Content starts

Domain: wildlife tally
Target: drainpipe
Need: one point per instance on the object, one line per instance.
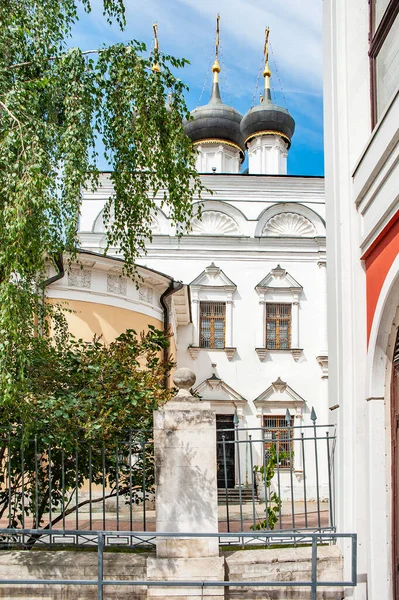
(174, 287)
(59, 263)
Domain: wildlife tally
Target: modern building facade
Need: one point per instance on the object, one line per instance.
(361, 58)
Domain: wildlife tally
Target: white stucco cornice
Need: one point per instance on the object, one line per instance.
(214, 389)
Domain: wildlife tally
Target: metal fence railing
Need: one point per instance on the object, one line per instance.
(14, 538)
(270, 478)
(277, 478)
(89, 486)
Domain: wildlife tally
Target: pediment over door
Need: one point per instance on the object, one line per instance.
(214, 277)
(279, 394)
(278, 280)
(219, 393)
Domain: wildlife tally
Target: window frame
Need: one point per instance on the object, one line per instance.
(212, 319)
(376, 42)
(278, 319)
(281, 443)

Content ends
Content starts

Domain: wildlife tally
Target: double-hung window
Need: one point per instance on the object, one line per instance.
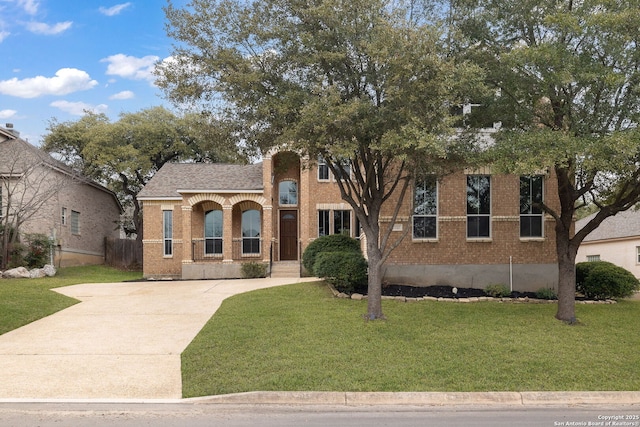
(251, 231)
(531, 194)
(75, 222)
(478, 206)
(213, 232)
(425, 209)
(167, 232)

Content ends

Problem requirements :: Work out how many lines of the data hold the string "Target". State only that number.

Output for this exercise :: 7